● **Given problem**
Reproduce the records unchanged, starting with the first line and going on through the line with "648;405;689;453", both ends included.
-- BEGIN Provided records --
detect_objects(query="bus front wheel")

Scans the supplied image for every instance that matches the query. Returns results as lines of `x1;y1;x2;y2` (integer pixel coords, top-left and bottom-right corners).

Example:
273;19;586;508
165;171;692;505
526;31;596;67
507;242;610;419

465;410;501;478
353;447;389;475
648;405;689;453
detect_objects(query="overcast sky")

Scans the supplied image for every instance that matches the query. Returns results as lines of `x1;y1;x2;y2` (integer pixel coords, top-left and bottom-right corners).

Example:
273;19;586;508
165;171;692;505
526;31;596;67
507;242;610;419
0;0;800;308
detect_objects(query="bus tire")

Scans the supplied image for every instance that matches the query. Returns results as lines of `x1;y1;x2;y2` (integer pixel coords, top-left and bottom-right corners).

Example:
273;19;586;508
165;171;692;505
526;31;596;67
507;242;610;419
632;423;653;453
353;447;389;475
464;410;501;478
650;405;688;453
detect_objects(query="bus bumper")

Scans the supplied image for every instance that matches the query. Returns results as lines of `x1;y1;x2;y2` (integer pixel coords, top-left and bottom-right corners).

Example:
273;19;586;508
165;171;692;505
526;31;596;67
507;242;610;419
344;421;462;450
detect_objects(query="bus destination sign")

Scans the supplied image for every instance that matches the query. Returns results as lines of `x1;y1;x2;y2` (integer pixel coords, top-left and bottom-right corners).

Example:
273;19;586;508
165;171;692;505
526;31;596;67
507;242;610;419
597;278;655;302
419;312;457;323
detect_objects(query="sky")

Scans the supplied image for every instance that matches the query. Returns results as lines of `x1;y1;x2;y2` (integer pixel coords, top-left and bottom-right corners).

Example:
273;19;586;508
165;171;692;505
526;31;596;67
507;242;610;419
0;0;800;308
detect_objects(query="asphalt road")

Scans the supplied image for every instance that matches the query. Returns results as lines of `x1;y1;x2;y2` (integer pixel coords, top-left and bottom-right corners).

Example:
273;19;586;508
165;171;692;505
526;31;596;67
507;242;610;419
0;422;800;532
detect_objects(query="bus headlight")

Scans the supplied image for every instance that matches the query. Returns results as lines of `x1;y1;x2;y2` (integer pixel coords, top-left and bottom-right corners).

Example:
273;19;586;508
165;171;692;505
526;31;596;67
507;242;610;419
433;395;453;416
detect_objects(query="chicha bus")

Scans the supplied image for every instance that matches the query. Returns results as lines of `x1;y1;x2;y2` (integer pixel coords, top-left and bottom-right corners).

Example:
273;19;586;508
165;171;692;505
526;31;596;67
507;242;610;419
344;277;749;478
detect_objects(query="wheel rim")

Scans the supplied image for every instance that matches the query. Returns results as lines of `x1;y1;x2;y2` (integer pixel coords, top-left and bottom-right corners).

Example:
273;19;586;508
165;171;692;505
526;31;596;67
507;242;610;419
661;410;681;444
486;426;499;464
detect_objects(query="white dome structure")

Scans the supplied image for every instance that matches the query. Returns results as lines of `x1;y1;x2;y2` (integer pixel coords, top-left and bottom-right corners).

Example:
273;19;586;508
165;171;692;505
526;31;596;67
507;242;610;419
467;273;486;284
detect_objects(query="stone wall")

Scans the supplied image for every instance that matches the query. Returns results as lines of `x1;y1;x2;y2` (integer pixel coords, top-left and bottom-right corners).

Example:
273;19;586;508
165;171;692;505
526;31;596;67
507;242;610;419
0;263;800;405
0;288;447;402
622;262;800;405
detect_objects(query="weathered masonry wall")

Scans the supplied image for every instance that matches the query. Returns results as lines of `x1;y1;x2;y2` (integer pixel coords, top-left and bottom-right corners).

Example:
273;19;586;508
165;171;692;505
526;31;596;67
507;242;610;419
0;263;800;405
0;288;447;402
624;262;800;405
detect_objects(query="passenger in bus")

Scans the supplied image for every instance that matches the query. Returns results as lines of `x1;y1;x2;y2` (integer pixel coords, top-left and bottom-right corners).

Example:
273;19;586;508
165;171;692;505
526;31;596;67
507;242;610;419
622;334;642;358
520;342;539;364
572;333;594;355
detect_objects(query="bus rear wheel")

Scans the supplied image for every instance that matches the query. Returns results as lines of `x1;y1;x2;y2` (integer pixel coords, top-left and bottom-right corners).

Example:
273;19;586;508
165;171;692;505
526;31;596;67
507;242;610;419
-- END Provided records --
● **Full solution**
detect_objects(query="bus front wheel")

Scans the supplied image for every instance that matches the query. Returns results as lines of `x1;y1;x2;y2` (integer pixel coords, top-left and bottom-right corners).

Example:
273;19;586;508
165;171;692;505
526;31;596;67
507;242;610;419

465;410;501;478
353;447;389;475
648;405;689;453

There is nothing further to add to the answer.